◆ **EXERCISE BRIEF**
Using the records below, locate all lines containing "convertible" and return them.

****************

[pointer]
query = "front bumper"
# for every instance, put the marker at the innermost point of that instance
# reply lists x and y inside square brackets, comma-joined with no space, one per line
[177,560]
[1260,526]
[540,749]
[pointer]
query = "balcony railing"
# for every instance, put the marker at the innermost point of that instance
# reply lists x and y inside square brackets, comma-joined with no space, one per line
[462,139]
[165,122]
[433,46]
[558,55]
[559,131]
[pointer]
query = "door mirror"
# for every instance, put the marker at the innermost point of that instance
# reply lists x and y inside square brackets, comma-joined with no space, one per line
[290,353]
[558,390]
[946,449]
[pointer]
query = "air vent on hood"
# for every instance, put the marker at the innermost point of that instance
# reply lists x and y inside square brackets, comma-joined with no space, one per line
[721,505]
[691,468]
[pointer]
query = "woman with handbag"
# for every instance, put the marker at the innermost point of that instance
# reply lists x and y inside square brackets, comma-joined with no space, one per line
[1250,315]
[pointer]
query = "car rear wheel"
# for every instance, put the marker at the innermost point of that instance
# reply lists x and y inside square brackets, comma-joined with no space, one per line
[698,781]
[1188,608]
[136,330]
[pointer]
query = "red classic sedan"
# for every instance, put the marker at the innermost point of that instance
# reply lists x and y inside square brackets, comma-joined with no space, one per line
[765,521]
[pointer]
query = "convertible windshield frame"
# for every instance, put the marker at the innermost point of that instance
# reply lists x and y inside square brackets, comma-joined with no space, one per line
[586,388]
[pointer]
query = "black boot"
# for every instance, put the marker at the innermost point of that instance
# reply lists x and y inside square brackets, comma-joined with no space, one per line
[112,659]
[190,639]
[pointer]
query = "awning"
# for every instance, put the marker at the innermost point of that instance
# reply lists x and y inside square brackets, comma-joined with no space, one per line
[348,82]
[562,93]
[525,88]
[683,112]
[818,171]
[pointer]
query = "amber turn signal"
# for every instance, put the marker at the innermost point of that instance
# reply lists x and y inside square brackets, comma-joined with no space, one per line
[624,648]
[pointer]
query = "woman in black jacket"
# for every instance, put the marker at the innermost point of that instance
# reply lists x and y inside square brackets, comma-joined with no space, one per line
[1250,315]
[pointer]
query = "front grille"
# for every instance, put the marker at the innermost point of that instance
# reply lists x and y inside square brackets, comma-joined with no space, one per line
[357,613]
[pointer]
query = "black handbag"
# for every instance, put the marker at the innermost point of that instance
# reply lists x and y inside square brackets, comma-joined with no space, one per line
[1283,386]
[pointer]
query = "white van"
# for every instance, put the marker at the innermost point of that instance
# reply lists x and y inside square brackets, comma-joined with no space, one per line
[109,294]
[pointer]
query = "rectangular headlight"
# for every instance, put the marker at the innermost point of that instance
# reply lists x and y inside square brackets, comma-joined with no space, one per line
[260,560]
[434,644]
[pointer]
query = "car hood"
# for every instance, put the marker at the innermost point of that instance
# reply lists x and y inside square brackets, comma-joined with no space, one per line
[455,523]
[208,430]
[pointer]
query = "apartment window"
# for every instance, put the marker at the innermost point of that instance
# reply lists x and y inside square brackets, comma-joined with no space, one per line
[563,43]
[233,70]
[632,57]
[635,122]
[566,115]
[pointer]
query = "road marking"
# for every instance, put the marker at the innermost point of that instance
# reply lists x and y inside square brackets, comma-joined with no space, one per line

****************

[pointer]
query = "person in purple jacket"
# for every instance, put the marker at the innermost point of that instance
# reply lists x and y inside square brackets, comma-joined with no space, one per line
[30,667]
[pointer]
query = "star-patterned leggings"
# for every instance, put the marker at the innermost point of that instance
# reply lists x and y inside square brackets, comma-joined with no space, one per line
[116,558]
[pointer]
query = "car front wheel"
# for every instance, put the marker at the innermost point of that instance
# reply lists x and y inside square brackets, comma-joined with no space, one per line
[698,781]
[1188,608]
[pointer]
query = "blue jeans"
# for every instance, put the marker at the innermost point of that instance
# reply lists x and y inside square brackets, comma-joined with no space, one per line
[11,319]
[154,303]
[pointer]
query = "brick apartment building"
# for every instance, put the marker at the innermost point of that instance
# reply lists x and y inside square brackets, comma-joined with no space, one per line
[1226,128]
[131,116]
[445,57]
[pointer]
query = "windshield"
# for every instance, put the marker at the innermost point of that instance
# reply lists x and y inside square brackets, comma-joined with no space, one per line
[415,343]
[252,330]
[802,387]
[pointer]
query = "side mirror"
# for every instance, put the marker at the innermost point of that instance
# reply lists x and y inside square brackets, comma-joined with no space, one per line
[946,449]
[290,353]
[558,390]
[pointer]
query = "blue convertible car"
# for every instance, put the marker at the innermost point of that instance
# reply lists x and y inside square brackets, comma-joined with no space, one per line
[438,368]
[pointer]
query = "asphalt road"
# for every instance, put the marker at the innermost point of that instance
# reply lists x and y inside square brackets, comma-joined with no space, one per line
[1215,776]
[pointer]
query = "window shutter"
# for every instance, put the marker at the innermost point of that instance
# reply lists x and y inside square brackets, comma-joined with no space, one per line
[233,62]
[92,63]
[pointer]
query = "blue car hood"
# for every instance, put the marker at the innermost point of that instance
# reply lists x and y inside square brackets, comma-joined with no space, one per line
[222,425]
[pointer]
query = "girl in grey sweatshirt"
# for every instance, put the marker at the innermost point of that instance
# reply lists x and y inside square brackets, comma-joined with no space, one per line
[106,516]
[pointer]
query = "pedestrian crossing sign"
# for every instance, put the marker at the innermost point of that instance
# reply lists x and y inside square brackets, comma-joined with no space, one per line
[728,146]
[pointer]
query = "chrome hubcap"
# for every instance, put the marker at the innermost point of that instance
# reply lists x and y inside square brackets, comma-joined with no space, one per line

****************

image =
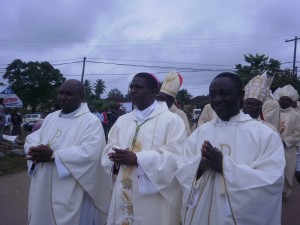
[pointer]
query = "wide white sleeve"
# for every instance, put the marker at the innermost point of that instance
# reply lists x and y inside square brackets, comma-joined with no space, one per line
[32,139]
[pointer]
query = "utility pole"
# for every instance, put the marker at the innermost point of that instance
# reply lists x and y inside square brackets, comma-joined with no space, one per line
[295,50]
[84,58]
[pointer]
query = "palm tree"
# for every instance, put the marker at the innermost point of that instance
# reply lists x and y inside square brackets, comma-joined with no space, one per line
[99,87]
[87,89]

****************

◆ **EXERCISE ANSWER**
query = "convertible windshield frame"
query = "blue convertible car"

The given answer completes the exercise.